Exercise directions: Below are the records; copy each line in which "Target" can be found.

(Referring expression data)
--*--

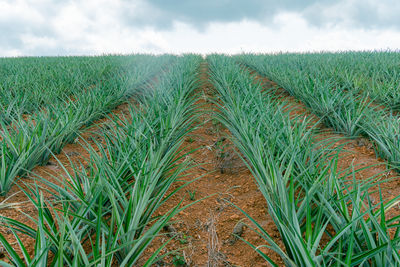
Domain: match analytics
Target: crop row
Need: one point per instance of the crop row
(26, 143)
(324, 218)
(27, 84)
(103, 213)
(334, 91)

--*--

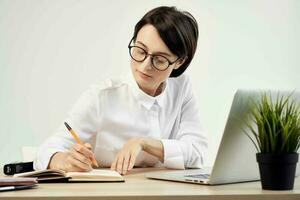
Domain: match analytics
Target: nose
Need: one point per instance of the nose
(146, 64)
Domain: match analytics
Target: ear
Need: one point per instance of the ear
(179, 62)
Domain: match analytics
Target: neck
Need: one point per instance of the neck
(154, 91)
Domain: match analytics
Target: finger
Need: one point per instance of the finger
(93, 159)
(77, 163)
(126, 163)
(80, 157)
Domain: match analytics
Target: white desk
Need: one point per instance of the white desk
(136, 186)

--*--

Response area:
Target: crop row
Target: nose
Target: ear
Target: neck
Target: finger
Target: white desk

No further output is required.